DO THIS: Convert the rows below into a two-column CSV with the header input,output, writing one line per row. Put each row's text and its answer in separate quoted fields, replacing any line breaks with spaces.

[Rows excerpted from a collection]

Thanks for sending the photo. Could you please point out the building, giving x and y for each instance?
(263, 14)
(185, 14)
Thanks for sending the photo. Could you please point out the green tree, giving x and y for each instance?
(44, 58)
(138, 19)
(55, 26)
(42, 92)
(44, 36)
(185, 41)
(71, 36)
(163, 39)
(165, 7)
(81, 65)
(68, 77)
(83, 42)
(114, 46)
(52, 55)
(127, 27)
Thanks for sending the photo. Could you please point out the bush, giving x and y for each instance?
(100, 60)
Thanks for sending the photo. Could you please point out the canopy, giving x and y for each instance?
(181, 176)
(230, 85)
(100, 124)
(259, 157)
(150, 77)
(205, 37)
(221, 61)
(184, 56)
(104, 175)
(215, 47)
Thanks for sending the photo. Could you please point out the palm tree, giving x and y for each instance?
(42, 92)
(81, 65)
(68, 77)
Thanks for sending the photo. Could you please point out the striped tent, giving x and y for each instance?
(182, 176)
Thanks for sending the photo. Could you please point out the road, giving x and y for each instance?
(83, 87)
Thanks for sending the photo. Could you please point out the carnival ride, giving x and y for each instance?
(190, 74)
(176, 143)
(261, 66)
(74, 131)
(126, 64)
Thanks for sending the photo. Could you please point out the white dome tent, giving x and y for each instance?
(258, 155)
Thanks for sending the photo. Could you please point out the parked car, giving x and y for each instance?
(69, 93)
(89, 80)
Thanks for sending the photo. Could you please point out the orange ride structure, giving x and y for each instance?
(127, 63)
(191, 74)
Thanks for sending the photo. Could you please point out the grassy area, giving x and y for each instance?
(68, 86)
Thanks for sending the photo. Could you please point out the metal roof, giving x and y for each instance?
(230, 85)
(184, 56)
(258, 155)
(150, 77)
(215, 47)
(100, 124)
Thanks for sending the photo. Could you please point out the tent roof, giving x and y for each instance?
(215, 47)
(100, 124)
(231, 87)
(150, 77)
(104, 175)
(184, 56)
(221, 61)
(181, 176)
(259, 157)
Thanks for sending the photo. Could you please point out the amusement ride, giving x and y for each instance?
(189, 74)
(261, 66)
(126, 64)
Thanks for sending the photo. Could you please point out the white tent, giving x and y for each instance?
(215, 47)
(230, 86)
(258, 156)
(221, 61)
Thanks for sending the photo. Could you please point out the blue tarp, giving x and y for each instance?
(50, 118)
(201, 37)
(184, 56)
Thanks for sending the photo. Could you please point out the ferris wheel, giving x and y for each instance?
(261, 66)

SOLUTION:
input,output
"Thanks for sending the photo. Could you please point out the building, giving x and y for each instance?","(263, 14) (185, 14)"
"Thanks for sending the photo. Could you please point out the green tree, giving x and y for each instance?","(44, 58) (138, 19) (55, 26) (42, 92) (44, 36) (185, 41) (71, 36) (163, 39) (165, 7) (81, 65) (68, 77) (83, 42) (114, 46) (52, 55) (127, 27)"
"Thanks for sending the photo. Could you please point out the bush, giving x and y for each instance?","(100, 60)"
"Thanks for sending the photo. Could you please point out the canopy, giving x and y for each instance?","(181, 176) (230, 85) (100, 124) (259, 157) (150, 77) (205, 37) (221, 61) (184, 56) (104, 175) (215, 47)"
"Thanks for sending the photo. Could you please point out the palm tree, giving x and y for each instance?","(42, 92) (81, 65) (68, 77)"
"Thanks for sending the photo. Could you please point out the striped tent, giving x and y for each instance?","(182, 176)"
"Thanks for sending the photo. Could you please point out the road, giving x and y for each instance?","(83, 87)"
"Thanks for sending the photo. Could you please point out the carnival ride, giving x and y for each instance?","(190, 74) (176, 143) (261, 66) (74, 131) (126, 64)"
"Thanks for sending the photo. Could you please point out the white dome tent, giving x and y for each instance?","(258, 155)"
"Thanks for sending the photo. Could you please point out the parked car, giving x and y for each instance?","(69, 93) (89, 80)"
"Thanks for sending the photo. Could you please point out the orange ride structure, giving x and y for each instance?","(127, 63) (191, 74)"
"Thanks for sending the photo. Could you please point out the grassy area, giving x and y for each instance?","(68, 86)"
"Thanks for sending the photo. Could you please point out the metal roof, giving x and y for each instance?","(230, 85) (184, 56) (258, 155) (150, 77) (215, 47) (100, 124)"
"Thanks for sending the photo. Could you please point out the tent roof, giving x and y for each instance?","(215, 47) (100, 124) (231, 87) (150, 77) (104, 175) (184, 56) (221, 61) (181, 176) (259, 157)"
"Thanks for sending the photo. Could you please point out the amusement ride, giving x and y for each instance?","(189, 74) (261, 66) (126, 64)"
"Thanks for sending the photo. Could you please point out the white tent, giving x and y for each instance?","(215, 47) (230, 86) (258, 156) (221, 61)"
"Thanks for sending the photo. Could you please point out the blue tarp, giving x and y for each instance?","(50, 118) (201, 37) (184, 56)"
"Thanks for sending the photo. Could you please point out the ferris wheel, giving x and y for each instance?","(261, 66)"